▶ _Work instruction_
Exactly what is written in the records below should be returned, minus the images.

▶ _Extracted data_
========================================================================

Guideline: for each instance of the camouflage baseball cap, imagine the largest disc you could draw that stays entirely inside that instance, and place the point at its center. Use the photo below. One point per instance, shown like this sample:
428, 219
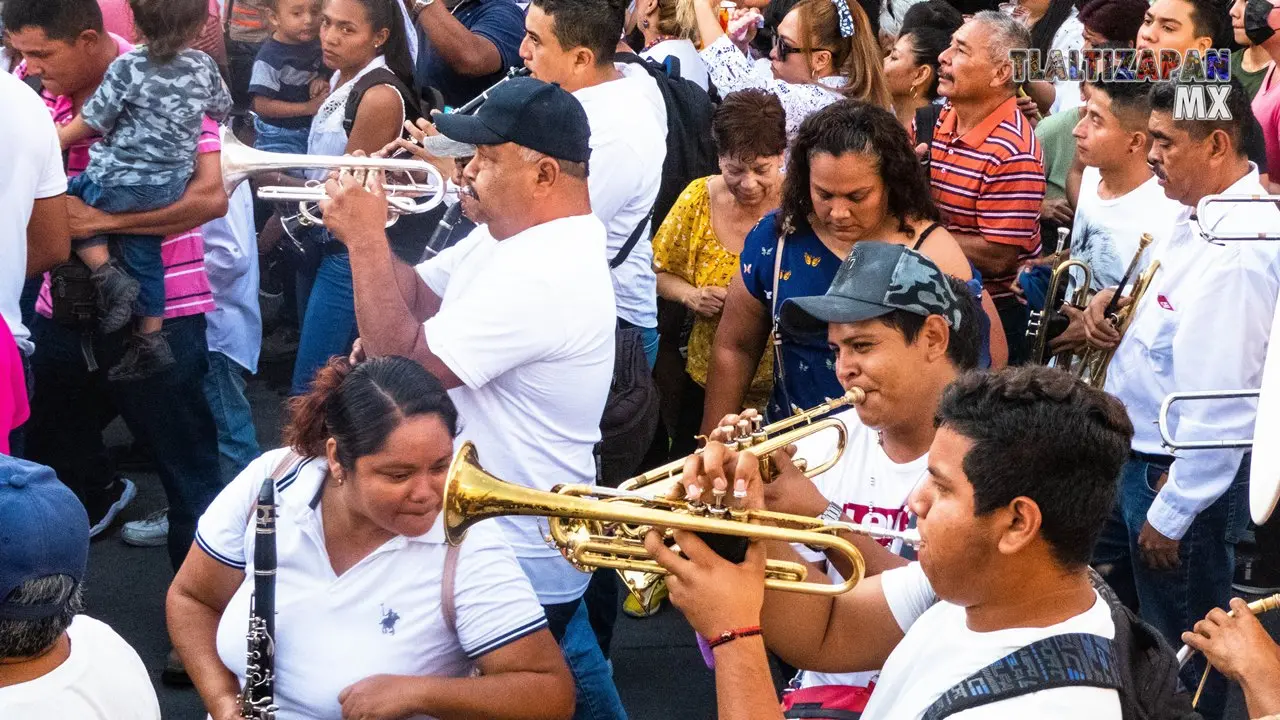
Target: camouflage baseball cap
876, 279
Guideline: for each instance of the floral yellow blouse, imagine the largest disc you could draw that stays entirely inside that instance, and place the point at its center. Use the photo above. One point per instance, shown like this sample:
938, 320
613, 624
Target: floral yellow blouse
686, 246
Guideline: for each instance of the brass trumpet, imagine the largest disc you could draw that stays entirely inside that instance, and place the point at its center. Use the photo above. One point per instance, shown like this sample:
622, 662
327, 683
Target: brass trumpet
595, 527
241, 163
1092, 364
763, 441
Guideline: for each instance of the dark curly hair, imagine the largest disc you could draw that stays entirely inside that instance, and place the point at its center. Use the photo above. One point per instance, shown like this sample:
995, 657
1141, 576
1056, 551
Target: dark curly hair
1043, 434
853, 126
749, 123
361, 405
168, 26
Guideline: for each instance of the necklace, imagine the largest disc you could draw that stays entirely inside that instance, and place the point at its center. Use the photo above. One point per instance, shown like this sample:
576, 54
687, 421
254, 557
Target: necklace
657, 40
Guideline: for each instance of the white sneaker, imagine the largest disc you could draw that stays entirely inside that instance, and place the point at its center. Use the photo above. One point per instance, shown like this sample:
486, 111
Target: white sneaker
150, 532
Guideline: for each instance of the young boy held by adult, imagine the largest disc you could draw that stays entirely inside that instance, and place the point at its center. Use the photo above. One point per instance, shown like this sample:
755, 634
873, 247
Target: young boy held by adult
149, 109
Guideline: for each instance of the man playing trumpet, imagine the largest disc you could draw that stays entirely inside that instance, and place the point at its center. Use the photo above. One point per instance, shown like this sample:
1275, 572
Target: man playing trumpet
901, 332
1202, 324
1020, 478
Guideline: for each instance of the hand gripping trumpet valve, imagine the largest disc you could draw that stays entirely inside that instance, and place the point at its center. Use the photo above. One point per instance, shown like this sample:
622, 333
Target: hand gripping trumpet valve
597, 527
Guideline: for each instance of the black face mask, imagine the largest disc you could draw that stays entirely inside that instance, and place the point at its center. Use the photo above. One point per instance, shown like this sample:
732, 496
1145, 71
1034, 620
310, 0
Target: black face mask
1256, 26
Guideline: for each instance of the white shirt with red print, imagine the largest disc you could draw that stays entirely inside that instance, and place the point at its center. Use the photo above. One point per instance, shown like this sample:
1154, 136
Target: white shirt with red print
873, 491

========================================================================

▶ _Written answer_
Guideline: for each instance of the camouflage baseball cap, imagine the largest disc you could draw that stays entirely inside that instance, and place the point at its center. Use the photo below. One point per instance, shown like this sample:
428, 219
Target: camouflage baseball cap
876, 279
Guideline: for each instance of the floral yellow blouse, imagine the largest disc you could draw that stays entirely inside that instance, and place the point at its center. Use the photo above. One point per instance, shown like this sample:
938, 320
613, 624
Target: floral yellow blouse
686, 246
Guideline: for each instance of the brass trumpet, imagine the largest disc you could draw that stays entirely inside that instance, and place the point at its center. Use the photo above. One point per instance, shown like this sample:
622, 662
327, 683
Target: brass trumpet
595, 527
241, 163
1092, 364
763, 441
Guideline: for each instance of the dark curly hair, imagine the largest disc you could draw that stays entirely inside that instance, and place the point at its center. Use the photo above. One point per instance, shown like this sample:
995, 657
1141, 576
1056, 551
Target: dark curly hair
1043, 434
853, 126
749, 123
361, 405
168, 26
Guideline: for each instance of the necklace, imagine the largest disc you could draw that stays entirely inside that instance, and place the point at its center. Use the photo above. One point per instance, shown like this sample:
576, 54
687, 421
254, 557
Target: necklace
657, 40
Guideline: for each instance of the white sneaker, imagine the largest disc you could draw that stays entirely inside that instance, and place the point at its center. Use the photo above. One point per instance, shown like this sample:
486, 111
Target: white sneaker
150, 532
Guideline: for each instance of the young boy held by adult, imagine the largest disc you could draw that stays entirely inside that instance, and place the point at its center. Use the photo above. One point per instance, shown like this sample:
755, 634
873, 247
Target: young boy held by adult
149, 109
Guideline: for each instance of the man playing trumpet, imagine the largest disc you could draw that stays entirely inside that instance, and place the point at its center. Use the photo above. One point per instance, shown like this sample:
1275, 572
Target: man playing trumpet
901, 332
1202, 324
1020, 478
Guideline: for each instance of the hand gripping trumpet valve, imagine the largest disc you could draw that stays entirely inside that instance, and place the point at its center. Use the photo above. One point per instance, shown like this sample:
622, 333
Target: hand gripping trumpet valve
597, 527
Guideline: for each instance of the black face mask, imagine the largest disc you could draw that stays entirely inside that instance, and place the point at its center. Use the photo above. One point per instance, shown like this sample:
732, 496
1145, 71
1034, 620
310, 0
Target: black face mask
1256, 26
Guideline: for each instance of the white shirt with red print, imagine the largest disc you could draw that stays entirely inside that instance, and place the point at its center. Use the photo above. One point per instance, shown like this sample:
1154, 136
Target: white shirt with red print
873, 491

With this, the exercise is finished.